Stated goal -> Write out, character for character, everything from the first of the lines below down to the line containing "xmin=0 ymin=63 xmax=420 ymax=90", with both of those lines included.

═══ Extracted entries ═══

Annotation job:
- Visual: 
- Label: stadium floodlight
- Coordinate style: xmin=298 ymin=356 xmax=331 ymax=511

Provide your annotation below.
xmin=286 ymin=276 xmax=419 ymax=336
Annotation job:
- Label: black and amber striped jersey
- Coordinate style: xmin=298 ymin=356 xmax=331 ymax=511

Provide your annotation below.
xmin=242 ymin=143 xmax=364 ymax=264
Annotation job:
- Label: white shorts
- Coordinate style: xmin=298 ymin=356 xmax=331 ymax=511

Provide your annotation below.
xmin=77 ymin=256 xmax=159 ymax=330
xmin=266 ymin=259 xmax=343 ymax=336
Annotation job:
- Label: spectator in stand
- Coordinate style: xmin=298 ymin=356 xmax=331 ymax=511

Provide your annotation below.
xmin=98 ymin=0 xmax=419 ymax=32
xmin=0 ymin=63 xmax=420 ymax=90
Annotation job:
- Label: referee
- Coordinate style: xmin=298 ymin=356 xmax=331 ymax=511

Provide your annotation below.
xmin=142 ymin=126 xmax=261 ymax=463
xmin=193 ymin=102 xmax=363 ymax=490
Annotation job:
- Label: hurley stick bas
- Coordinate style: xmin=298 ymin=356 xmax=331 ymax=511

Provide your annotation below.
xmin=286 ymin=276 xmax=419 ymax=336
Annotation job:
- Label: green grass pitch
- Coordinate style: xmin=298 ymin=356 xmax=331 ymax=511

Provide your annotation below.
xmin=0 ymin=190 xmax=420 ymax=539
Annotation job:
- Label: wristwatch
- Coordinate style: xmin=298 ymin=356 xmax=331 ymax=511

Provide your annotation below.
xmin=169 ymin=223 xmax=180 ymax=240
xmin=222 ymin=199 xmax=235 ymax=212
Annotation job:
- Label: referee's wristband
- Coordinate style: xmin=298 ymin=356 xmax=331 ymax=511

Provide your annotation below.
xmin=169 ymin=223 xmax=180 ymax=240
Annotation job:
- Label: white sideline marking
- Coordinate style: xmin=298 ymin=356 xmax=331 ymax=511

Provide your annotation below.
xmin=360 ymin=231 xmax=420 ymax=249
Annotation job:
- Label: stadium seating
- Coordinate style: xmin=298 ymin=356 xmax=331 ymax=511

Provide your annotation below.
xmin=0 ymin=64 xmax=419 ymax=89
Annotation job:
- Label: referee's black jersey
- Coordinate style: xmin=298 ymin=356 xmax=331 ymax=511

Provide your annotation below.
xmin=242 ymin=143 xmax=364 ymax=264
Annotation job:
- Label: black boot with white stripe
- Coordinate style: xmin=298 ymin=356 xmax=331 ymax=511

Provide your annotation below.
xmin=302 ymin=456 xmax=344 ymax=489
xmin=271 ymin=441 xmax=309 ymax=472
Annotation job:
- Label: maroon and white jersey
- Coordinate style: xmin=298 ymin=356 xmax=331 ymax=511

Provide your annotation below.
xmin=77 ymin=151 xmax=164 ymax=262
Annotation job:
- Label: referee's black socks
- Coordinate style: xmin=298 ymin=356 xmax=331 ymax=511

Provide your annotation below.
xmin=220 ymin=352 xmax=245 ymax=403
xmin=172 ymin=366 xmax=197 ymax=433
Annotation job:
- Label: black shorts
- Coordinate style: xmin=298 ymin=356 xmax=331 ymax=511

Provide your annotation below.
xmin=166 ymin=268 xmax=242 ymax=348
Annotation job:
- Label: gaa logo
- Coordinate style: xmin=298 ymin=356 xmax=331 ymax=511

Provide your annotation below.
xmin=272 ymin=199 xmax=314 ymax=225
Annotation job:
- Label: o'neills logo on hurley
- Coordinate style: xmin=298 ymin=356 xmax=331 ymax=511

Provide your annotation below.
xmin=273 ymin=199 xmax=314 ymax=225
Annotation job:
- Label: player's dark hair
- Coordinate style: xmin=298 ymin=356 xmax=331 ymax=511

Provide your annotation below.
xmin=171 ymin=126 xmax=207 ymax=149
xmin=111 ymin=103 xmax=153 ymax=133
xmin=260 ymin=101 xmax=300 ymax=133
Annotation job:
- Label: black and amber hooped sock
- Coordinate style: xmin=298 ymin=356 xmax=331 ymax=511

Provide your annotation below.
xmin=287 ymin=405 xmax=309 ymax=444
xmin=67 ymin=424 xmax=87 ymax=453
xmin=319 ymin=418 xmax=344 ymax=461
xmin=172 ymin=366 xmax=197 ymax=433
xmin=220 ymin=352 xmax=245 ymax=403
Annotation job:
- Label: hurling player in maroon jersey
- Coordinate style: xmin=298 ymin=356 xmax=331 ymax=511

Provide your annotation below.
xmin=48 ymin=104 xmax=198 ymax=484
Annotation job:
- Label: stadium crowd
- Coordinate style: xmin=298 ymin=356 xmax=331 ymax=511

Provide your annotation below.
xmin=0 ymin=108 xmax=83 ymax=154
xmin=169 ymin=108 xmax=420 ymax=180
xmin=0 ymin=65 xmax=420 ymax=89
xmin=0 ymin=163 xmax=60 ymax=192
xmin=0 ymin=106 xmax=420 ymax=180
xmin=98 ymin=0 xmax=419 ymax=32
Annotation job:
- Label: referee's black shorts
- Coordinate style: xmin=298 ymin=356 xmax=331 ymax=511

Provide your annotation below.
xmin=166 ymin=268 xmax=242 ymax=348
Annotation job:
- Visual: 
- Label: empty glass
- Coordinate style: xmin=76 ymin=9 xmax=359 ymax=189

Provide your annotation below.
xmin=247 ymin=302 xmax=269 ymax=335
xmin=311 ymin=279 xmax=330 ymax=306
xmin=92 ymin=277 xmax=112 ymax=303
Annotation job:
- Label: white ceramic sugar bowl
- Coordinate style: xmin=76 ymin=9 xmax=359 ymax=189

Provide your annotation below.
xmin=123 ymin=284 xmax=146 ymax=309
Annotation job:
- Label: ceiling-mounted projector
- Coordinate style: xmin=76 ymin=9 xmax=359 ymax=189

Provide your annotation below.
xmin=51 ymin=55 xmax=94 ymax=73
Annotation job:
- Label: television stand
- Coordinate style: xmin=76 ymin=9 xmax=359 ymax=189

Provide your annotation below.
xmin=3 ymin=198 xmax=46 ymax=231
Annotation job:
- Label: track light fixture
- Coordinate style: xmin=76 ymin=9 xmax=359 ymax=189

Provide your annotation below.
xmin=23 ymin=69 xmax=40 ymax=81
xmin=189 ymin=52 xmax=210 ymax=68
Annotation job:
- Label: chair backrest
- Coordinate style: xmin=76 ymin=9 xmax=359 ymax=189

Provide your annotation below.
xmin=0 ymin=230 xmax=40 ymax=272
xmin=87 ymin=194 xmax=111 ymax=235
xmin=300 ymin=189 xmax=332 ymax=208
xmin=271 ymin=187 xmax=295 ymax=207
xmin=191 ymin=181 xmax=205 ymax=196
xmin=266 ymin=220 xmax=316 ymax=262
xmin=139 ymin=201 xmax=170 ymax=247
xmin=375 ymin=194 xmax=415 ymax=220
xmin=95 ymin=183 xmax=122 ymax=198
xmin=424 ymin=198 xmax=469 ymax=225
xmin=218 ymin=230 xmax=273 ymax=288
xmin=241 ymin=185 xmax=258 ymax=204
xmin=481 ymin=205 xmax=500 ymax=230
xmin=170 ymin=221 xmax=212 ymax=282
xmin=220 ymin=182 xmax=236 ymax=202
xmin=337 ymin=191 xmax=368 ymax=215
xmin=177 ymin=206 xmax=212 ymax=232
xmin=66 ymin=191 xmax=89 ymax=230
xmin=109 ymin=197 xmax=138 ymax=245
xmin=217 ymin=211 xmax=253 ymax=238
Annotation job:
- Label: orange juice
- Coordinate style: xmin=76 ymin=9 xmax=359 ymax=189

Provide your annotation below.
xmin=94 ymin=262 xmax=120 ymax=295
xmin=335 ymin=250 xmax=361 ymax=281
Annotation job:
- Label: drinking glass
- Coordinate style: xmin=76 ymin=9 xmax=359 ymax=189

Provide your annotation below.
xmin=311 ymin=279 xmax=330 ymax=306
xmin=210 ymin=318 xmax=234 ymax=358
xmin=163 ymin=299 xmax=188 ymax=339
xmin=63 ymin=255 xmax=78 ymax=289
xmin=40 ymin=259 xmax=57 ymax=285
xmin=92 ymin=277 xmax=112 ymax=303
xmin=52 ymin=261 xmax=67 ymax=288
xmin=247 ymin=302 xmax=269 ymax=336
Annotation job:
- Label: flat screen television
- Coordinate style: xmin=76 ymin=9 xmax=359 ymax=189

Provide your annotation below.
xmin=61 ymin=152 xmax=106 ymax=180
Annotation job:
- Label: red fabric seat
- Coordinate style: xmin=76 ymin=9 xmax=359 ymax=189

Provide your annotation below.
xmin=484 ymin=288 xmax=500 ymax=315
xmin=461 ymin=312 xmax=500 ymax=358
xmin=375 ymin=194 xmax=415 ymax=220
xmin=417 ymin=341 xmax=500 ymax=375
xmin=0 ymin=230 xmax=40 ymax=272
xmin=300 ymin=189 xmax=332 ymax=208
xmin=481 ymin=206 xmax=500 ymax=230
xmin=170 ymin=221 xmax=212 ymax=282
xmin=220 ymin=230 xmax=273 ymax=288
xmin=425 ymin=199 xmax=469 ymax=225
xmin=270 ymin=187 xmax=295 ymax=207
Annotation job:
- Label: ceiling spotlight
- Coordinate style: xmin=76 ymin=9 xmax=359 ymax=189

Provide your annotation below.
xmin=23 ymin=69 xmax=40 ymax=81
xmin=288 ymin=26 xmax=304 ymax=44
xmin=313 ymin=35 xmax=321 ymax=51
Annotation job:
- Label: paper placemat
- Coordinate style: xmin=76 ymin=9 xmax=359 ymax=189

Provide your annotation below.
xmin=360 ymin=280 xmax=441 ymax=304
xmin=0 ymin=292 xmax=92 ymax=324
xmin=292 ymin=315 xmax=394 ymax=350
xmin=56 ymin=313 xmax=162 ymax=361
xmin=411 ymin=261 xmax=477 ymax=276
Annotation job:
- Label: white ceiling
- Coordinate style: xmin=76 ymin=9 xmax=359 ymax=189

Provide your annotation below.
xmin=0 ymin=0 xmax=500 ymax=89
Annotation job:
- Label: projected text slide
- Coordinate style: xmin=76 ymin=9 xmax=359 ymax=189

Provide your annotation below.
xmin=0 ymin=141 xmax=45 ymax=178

═══

Written solution ->
Annotation job:
- Visual: 
- Label: stadium floodlight
- Coordinate style: xmin=298 ymin=356 xmax=331 ymax=511

Provide your annotation below.
xmin=286 ymin=276 xmax=419 ymax=336
Annotation job:
- Label: black and amber striped jersey
- Coordinate style: xmin=298 ymin=356 xmax=331 ymax=511

Provide your annotation below.
xmin=242 ymin=143 xmax=364 ymax=264
Annotation job:
- Label: white shorts
- Coordinate style: xmin=298 ymin=356 xmax=331 ymax=511

Provide your annotation below.
xmin=77 ymin=256 xmax=159 ymax=330
xmin=266 ymin=259 xmax=343 ymax=336
Annotation job:
- Label: spectator in stand
- Coordinate style: xmin=298 ymin=356 xmax=331 ymax=511

Provide your annotation below.
xmin=98 ymin=0 xmax=419 ymax=32
xmin=0 ymin=63 xmax=420 ymax=90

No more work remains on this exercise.